| ACTIVITY 1 |
In the migraine prevention notes, write out the part that opens with the words containing "- Use alternative" and closes with "ER 500-1000 mg/day)", swapping "placebo" for "sham treatment".
| ACTIVITY 2 |
According to the migraine prevention notes, what is the starting dose of divalproex ER?

BEGIN TEXT SEGMENT

- Also associated with SGA (small for gestational age) infants
- Ensure reliable contraception in women of childbearing potential
- Topiramate reduces the efficacy of combined oral contraceptives at doses >200 mg/day (enzyme induction). Low-dose OCP may not be reliable.
- Use alternative preventive (beta-blocker, CGRP mAb with washout planning, or memantine) when pregnancy is planned
Valproate / Divalproex
Evidence
- Multiple RCTs (Hering 1992, Jensen 1994, Klapper 1997, Freitag 2002): Divalproex 500-1500 mg/day consistently reduces migraine frequency by ~40-45%
- ≥50% responder rate: approximately 44-48% vs 20-25% placebo
- FDA-approved for migraine prevention (divalproex sodium ER 500-1000 mg/day)
Dosing
- Start: Divalproex ER 250-500 mg at bedtime
- Titrate: Increase by 250 mg weekly
- Target: 500-1000 mg/day (ER formulation, once daily)
- Maximum: 1500 mg/day (higher doses rarely more effective for migraine)

END TEXT SEGMENT
BEGIN RECORDED INFORMATION

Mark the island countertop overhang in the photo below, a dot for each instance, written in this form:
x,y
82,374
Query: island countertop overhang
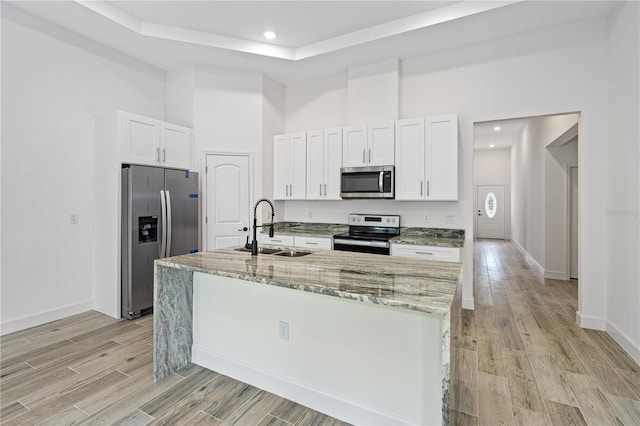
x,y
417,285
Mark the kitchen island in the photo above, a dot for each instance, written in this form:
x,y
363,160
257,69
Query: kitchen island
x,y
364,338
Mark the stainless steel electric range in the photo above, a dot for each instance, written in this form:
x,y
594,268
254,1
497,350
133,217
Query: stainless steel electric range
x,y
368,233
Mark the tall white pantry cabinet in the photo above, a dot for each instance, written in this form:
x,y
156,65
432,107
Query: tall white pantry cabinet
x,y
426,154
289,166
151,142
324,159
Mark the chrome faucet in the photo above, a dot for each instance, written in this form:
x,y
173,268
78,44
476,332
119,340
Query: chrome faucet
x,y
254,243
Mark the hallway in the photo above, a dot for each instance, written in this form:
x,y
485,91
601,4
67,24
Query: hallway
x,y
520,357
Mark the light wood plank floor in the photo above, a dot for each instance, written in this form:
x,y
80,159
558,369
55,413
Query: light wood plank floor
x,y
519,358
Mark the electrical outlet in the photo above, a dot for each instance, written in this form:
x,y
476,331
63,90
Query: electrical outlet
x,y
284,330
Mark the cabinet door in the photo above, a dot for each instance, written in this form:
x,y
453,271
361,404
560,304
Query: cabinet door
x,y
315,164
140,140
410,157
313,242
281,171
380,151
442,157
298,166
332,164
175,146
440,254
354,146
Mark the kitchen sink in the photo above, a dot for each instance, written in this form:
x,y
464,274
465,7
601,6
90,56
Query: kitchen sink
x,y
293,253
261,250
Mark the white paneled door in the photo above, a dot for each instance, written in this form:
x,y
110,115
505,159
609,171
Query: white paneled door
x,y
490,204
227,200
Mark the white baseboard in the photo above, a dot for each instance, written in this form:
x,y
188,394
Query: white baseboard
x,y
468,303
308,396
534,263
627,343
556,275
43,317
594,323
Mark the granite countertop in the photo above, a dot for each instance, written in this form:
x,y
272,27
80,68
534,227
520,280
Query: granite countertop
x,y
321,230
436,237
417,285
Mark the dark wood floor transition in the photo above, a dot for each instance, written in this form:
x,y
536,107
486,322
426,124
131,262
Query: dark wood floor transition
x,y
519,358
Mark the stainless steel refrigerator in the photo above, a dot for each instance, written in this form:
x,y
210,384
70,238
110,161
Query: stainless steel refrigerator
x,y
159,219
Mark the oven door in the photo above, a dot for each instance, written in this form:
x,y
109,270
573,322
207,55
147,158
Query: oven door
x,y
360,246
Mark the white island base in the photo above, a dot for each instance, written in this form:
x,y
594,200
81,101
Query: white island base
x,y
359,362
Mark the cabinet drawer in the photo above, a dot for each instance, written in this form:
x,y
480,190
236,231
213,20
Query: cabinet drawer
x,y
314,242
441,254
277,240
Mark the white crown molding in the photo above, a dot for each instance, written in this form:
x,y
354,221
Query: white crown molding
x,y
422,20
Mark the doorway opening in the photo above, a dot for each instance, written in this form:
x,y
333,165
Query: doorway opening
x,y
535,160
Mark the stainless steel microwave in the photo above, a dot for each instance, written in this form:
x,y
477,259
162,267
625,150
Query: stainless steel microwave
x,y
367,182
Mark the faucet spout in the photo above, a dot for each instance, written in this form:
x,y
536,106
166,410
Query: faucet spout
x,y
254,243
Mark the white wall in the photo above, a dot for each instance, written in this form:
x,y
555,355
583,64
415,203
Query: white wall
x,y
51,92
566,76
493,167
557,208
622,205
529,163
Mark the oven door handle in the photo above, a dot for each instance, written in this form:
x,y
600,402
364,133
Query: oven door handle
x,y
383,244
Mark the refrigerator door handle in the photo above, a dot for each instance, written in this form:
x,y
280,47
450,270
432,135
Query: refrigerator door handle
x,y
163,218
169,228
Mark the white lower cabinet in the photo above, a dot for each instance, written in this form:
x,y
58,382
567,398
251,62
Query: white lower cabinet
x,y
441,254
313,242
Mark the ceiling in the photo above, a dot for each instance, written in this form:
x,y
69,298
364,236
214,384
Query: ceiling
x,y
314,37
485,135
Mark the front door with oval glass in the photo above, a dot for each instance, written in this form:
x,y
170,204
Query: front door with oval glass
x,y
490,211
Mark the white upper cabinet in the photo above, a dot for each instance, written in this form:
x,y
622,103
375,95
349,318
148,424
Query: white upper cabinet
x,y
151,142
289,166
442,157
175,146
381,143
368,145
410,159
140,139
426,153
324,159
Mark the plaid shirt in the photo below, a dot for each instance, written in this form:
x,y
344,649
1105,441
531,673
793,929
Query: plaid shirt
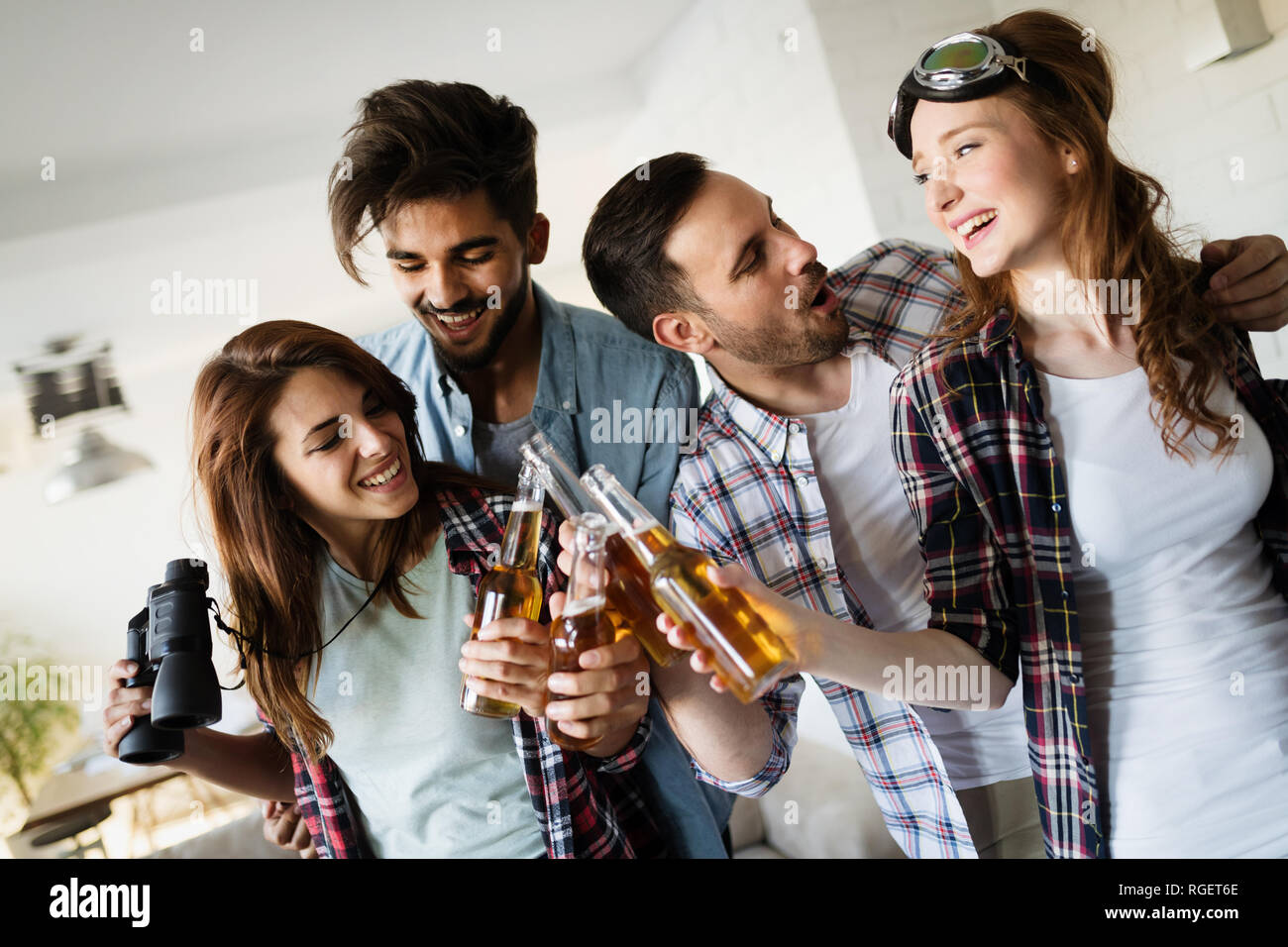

END RECORDED INFORMATION
BEGIN RECORDED INFORMATION

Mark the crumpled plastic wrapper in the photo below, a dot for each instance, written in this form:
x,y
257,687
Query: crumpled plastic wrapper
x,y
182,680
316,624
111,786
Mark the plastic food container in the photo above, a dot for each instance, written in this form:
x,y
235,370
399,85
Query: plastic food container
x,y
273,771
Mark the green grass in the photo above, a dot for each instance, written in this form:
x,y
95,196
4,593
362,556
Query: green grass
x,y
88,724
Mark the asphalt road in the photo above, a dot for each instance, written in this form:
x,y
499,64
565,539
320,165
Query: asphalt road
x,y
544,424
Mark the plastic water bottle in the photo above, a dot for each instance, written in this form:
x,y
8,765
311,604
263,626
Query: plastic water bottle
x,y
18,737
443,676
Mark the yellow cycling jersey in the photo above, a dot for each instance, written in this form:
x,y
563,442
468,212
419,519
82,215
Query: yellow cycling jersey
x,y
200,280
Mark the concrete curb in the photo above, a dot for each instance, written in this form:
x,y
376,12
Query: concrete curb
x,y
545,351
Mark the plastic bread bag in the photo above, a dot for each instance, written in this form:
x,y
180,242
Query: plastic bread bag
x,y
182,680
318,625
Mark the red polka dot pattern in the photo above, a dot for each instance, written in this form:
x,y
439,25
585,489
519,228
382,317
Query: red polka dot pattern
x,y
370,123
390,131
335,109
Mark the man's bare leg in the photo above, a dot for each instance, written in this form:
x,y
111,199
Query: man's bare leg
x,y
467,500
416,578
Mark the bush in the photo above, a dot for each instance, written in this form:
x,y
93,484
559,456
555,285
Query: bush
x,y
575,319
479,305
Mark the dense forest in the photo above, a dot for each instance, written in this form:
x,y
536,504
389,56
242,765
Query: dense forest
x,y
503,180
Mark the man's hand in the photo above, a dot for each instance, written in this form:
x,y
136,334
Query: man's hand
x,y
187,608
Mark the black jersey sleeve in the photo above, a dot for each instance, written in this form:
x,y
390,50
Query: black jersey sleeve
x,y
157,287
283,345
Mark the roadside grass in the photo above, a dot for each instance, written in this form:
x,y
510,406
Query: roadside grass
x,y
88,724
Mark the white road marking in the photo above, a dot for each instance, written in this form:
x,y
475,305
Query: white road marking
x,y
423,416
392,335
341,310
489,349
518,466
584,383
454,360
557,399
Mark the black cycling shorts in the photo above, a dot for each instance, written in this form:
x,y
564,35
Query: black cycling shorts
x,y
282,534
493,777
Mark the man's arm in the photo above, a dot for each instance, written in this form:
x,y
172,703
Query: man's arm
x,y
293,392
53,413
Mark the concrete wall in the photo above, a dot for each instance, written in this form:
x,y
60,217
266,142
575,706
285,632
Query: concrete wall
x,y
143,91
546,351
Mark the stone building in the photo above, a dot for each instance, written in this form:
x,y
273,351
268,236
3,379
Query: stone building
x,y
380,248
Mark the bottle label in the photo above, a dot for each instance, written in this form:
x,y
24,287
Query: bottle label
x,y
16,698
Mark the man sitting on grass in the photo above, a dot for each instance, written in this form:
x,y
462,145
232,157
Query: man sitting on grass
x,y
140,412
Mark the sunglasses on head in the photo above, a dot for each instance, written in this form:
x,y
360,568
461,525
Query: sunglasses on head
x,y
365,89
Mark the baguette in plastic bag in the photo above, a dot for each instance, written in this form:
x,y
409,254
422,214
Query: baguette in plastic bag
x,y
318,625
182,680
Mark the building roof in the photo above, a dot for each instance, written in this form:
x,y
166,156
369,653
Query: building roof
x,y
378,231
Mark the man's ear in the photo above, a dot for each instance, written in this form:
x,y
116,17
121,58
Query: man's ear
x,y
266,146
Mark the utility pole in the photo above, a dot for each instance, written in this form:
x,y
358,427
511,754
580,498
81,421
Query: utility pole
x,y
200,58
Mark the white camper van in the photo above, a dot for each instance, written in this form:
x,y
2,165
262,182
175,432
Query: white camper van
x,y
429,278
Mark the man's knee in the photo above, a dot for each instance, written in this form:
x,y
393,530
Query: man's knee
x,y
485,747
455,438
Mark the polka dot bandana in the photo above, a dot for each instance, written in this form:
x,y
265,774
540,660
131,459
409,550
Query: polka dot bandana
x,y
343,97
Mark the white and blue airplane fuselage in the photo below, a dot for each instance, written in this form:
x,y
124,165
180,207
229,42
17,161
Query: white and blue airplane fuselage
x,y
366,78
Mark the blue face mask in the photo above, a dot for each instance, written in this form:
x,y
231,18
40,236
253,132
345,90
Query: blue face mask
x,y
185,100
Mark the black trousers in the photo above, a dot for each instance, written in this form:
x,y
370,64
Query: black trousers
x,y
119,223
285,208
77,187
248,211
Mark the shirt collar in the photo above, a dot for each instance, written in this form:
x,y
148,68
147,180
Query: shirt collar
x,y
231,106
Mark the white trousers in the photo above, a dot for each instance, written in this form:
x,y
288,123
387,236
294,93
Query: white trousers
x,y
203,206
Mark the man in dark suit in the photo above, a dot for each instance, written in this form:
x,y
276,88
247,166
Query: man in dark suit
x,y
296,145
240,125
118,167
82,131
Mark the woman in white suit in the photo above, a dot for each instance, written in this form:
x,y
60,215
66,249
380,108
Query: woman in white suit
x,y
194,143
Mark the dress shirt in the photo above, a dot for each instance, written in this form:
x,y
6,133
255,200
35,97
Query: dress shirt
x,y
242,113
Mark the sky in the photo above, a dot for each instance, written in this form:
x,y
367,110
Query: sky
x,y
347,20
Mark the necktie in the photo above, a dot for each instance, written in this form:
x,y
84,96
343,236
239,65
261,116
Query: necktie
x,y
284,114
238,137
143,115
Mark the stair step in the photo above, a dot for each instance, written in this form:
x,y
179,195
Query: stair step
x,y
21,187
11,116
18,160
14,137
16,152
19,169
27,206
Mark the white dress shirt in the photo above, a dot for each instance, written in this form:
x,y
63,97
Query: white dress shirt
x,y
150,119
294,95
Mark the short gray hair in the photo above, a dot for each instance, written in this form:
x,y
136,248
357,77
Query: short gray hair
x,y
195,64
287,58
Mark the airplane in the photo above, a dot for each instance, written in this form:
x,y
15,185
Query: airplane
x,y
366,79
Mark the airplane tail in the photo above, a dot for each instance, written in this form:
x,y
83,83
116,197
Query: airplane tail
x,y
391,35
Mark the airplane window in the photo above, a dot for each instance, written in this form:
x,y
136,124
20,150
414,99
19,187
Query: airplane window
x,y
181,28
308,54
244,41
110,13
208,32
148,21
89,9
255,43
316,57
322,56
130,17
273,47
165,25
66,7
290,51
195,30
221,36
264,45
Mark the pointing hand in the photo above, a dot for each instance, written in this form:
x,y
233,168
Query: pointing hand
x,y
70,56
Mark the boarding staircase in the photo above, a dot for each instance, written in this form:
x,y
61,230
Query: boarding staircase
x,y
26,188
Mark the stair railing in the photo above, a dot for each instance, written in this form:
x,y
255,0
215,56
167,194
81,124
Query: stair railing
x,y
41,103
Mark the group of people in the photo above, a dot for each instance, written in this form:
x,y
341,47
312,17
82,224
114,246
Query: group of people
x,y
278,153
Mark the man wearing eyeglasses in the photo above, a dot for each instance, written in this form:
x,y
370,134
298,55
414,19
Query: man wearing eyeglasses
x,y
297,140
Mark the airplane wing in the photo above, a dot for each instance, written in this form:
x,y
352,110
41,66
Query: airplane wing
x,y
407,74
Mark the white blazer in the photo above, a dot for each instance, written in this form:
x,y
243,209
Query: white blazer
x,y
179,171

END RECORDED INFORMATION

| ANSWER SECTION 1 |
- Use alternative preventive (beta-blocker, CGRP mAb with washout planning, or memantine) when pregnancy is planned
Valproate / Divalproex
Evidence
- Multiple RCTs (Hering 1992, Jensen 1994, Klapper 1997, Freitag 2002): Divalproex 500-1500 mg/day consistently reduces migraine frequency by ~40-45%
- ≥50% responder rate: approximately 44-48% vs 20-25% sham treatment
- FDA-approved for migraine prevention (divalproex sodium ER 500-1000 mg/day)

| ANSWER SECTION 2 |
250-500 mg at bedtime